(Task description)
Copy the data starting at the line containing "Batch annotation spec — class name: bridge deck." and ending at the line containing "[0,441,23,457]", both ends included, and increase every bounding-box coordinate by 99 while leaving all other text unchanged. Output those lines and nothing else.

==========

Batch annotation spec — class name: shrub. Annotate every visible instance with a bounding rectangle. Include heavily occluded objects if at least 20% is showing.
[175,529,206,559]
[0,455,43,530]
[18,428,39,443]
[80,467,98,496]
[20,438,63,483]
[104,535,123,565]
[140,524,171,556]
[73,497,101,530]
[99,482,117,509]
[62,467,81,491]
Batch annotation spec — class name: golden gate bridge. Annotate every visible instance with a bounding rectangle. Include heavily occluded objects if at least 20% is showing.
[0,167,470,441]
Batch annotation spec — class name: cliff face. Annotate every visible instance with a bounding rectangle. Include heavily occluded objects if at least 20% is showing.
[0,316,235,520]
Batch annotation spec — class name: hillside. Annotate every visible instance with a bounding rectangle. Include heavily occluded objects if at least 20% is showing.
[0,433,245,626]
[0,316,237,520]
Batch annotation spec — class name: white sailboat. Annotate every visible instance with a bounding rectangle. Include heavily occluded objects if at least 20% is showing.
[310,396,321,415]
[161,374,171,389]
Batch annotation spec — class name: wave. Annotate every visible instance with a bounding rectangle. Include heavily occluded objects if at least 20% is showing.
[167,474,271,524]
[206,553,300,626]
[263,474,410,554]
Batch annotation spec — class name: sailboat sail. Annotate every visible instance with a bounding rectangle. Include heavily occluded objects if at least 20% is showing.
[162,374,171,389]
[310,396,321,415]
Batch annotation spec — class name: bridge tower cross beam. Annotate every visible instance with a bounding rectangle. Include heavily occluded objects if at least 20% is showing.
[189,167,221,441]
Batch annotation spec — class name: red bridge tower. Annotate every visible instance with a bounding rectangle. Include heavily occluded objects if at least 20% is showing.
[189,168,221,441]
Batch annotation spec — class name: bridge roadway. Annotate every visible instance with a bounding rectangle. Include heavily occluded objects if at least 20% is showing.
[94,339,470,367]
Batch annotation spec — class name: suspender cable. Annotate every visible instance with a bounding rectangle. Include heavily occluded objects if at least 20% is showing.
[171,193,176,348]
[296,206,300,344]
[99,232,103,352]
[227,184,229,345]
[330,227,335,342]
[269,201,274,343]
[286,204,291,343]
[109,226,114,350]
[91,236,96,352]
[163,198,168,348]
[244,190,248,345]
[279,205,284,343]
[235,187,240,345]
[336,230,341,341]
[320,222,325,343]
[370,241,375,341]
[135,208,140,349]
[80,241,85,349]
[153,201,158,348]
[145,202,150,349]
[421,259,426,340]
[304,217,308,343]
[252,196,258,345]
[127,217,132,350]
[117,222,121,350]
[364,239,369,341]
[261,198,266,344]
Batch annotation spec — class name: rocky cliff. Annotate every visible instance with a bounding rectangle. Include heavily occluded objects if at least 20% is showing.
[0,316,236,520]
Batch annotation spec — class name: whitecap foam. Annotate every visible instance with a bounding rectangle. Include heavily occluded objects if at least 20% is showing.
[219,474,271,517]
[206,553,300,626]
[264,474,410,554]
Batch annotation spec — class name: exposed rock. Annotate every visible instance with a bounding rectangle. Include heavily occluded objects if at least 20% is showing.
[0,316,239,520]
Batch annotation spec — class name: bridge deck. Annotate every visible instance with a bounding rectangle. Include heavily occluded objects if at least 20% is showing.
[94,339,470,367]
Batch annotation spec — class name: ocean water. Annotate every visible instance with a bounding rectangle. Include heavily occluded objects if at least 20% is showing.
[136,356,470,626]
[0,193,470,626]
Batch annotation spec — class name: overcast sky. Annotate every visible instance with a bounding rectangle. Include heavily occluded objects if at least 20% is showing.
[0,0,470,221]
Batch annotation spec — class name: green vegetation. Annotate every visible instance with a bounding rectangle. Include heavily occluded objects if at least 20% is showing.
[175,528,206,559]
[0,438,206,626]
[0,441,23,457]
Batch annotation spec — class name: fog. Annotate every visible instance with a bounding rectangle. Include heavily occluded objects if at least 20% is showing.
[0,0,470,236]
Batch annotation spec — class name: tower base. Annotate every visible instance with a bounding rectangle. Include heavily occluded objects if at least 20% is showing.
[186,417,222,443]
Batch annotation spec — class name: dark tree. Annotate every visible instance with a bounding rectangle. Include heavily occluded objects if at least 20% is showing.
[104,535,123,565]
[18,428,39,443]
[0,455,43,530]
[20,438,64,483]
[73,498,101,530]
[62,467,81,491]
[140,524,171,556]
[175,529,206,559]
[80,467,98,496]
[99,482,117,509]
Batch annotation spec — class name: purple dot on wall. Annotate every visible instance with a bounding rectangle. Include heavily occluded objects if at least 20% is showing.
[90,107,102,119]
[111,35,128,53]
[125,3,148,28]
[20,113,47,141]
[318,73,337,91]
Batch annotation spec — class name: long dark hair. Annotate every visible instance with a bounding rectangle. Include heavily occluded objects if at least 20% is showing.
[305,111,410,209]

==========

(Answer below)
Batch annotation spec — class name: bridge deck. Annotate every visible instance with a bounding rectangle. Include heavily occluded objects if at least 20% is showing.
[193,438,569,466]
Batch annotation spec — class name: ocean water. Annotate every visible instance with a bounding rectangle. Include heavily occluded objects if at least 20% is showing.
[235,455,569,725]
[99,292,569,725]
Batch annotation spec — class name: overcast sky. Annotate every visible instance with a bounding rectangle. Include heavily occluded objects if at least 20% is showing.
[99,99,569,320]
Batch annotation spec — class name: green vegetation. Annotate every visible instance with a bounding rectangle. Include heavily occluded objects if at least 20% is showing.
[274,627,305,658]
[99,537,305,725]
[99,540,122,556]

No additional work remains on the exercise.